Your AI gives a different answer every time you ask.
Your production system needs the same answer every time.
That tension is the central engineering problem of agent-directed software, and it is the one most teams are trying to solve at the wrong layer. The instinct is to make the model more consistent — better prompts, more examples, lower temperature, a fine-tune. None of these strategies resolves the underlying tension because the tension is not a defect in the model. The variance is the model. Asking a probabilistic system to behave deterministically by tightening its inputs is asking water to be a brick.
The teams that have trusted output stopped trying to make the model behave like a deterministic system. They made the system around the model deterministic instead. The model still varies between runs. The infrastructure surrounding it does not. That asymmetry is the entire game.
The variance is not a bug
A large language model is, mechanically, a function that produces a probability distribution over the next token given the context that came before. Sampling from that distribution is what generates each token of output. The same prompt, sampled twice, produces two different outputs because the sampling step is stochastic. Lowering the temperature narrows the distribution; it does not eliminate it. Setting temperature to zero removes one source of variance but leaves several others — the underlying model is still nondeterministic across hardware, across batch sizes, across precision modes, and across versions.
This is not a complaint about today's models. It is a description of what they are. The same property that allows the model to generalize across instructions, recover from imperfect prompts, and produce useful output in domains it has never seen before is the property that makes its output vary. Determinism would require erasing the structure that makes the model useful. The variance is not a bug. The variance is the design.

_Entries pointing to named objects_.
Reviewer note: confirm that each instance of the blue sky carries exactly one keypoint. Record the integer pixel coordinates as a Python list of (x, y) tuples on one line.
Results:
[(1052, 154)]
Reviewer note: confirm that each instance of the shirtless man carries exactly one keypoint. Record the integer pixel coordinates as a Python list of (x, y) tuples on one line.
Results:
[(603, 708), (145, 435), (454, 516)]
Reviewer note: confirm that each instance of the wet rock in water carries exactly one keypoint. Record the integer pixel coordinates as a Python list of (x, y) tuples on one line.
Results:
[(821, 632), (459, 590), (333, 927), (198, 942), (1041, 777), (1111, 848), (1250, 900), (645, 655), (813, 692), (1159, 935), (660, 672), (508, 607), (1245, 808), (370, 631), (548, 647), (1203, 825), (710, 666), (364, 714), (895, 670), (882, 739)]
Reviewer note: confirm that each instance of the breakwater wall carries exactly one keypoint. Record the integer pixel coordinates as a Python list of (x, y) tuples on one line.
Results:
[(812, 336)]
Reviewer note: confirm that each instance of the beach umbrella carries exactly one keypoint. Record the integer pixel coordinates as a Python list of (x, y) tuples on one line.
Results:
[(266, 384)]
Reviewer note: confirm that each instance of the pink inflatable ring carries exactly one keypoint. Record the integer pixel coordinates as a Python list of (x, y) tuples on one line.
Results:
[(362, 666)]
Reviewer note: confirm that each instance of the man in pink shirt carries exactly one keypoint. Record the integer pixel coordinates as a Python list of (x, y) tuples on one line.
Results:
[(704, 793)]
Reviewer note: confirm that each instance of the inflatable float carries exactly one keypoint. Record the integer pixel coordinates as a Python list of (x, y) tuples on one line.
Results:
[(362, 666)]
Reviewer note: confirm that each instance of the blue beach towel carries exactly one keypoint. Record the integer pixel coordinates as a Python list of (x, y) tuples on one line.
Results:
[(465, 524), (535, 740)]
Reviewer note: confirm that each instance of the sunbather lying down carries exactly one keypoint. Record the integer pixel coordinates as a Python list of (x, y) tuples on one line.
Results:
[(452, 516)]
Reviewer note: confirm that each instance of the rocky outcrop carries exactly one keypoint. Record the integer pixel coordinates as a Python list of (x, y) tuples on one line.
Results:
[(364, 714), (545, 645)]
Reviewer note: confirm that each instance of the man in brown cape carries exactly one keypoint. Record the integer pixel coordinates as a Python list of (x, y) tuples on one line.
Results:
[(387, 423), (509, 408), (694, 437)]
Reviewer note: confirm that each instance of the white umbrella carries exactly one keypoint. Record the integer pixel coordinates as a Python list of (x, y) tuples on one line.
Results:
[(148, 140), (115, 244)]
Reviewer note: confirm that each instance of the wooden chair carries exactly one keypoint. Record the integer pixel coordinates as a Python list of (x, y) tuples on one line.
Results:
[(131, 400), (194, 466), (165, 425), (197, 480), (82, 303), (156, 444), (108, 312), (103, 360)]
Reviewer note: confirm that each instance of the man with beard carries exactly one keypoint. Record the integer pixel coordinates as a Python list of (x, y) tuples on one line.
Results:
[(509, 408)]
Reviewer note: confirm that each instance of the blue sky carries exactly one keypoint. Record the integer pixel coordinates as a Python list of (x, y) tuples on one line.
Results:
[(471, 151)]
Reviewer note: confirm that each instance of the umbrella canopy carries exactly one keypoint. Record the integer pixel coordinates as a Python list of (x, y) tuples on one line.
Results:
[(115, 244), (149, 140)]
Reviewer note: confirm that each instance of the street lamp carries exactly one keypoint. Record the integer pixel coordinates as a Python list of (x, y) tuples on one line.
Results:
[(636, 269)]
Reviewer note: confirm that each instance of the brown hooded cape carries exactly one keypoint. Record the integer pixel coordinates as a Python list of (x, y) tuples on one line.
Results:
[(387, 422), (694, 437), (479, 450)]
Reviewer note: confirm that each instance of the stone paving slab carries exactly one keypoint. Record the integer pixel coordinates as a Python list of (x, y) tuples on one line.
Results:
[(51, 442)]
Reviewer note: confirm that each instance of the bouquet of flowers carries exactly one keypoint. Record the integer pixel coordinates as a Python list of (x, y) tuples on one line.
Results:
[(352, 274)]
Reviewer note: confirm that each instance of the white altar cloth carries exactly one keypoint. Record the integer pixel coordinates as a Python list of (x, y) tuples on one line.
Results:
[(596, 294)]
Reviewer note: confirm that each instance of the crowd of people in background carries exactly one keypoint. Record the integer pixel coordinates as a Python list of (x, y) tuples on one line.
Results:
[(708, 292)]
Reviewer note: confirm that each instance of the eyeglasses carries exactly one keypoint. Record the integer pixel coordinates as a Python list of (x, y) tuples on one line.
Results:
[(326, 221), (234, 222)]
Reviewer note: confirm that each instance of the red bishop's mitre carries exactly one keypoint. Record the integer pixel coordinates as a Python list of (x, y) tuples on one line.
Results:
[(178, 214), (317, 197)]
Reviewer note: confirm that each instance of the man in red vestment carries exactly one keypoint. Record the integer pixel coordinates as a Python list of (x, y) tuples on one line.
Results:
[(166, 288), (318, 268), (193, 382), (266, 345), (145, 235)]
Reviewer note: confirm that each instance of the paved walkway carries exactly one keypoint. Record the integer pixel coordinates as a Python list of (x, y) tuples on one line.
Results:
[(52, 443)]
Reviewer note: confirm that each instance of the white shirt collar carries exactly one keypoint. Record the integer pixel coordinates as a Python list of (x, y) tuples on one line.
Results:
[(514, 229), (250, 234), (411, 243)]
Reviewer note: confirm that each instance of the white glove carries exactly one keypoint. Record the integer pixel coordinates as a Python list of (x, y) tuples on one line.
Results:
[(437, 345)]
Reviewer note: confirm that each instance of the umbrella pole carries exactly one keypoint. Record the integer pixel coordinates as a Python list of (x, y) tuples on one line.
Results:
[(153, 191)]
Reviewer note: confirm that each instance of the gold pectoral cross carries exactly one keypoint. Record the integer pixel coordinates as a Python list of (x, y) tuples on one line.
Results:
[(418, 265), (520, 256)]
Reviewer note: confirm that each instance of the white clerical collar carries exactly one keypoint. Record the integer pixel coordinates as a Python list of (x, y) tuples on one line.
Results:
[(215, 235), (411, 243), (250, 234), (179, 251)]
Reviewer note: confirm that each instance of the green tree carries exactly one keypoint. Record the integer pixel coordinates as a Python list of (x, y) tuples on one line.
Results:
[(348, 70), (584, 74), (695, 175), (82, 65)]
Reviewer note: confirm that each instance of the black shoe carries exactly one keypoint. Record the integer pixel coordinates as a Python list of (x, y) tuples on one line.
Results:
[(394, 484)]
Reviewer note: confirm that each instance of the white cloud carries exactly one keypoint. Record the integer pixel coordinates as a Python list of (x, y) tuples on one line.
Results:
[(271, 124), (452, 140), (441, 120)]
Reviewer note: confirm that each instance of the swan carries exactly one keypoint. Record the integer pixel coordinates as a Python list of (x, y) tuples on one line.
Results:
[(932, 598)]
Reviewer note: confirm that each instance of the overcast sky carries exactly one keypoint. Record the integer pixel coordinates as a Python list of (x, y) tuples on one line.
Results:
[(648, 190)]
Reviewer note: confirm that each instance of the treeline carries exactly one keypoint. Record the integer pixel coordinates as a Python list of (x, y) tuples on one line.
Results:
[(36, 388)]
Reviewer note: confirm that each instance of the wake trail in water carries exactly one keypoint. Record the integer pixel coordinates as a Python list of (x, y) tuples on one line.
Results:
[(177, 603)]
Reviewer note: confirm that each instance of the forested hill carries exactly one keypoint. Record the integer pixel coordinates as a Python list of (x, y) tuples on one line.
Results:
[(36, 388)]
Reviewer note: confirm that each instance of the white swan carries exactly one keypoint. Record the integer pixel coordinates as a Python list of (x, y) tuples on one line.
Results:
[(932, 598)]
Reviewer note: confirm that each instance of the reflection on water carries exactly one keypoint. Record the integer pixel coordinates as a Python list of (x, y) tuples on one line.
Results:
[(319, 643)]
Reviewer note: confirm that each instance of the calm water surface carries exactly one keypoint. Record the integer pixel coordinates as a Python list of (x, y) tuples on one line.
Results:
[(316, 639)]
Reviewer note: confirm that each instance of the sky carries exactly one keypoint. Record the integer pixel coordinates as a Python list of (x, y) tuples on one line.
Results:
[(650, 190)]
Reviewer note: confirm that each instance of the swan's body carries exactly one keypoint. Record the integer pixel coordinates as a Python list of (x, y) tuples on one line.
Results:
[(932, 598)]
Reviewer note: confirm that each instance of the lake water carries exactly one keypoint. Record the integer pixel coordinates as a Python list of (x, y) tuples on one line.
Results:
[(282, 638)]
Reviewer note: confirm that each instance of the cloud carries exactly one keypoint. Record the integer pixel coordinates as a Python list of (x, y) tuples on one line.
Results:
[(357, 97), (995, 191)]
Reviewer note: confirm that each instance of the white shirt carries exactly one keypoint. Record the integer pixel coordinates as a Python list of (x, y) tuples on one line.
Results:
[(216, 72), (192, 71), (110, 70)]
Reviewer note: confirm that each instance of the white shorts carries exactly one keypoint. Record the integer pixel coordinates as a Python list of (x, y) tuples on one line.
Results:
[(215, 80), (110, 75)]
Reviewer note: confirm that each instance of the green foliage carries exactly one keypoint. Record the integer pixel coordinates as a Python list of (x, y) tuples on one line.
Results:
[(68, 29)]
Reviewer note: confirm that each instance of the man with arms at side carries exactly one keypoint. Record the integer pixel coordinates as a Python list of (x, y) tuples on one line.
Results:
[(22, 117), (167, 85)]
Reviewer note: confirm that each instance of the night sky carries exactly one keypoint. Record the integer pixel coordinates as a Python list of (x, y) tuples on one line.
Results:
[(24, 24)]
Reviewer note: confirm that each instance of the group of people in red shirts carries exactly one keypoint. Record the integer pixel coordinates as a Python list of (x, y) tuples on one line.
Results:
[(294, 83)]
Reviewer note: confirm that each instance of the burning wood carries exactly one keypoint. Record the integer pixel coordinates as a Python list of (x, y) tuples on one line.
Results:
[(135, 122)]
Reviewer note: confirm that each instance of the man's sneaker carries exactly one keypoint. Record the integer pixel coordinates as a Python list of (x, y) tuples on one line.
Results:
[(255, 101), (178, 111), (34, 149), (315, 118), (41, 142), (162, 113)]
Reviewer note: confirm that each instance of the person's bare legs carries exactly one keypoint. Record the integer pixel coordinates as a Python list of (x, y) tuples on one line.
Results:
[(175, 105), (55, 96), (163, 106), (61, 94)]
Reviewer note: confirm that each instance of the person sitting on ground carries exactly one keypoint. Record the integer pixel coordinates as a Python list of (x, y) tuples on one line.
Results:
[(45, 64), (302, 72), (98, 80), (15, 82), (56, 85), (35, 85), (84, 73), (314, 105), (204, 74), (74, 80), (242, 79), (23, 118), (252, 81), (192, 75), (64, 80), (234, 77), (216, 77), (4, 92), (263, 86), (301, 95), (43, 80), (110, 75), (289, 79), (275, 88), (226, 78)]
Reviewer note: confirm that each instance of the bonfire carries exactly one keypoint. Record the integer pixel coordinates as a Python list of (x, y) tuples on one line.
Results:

_Aim A_.
From the article on model variance, output everything from "Your AI gives" down to "be a brick.", word for word.
_Aim B_.
In the article on model variance, what effect does lowering the temperature have on the probability distribution?
_Aim C_.
Using the article on model variance, explain why setting the temperature to zero still leaves the model's output nondeterministic.

_Full answer A_.
Your AI gives a different answer every time you ask.
Your production system needs the same answer every time.
That tension is the central engineering problem of agent-directed software, and it is the one most teams are trying to solve at the wrong layer. The instinct is to make the model more consistent — better prompts, more examples, lower temperature, a fine-tune. None of these strategies resolves the underlying tension because the tension is not a defect in the model. The variance is the model. Asking a probabilistic system to behave deterministically by tightening its inputs is asking water to be a brick.

_Full answer B_.
It narrows the distribution but does not eliminate it.

_Full answer C_.
Setting the temperature to zero removes only one source of variance. The underlying model is still nondeterministic across hardware, batch sizes, precision modes, and versions.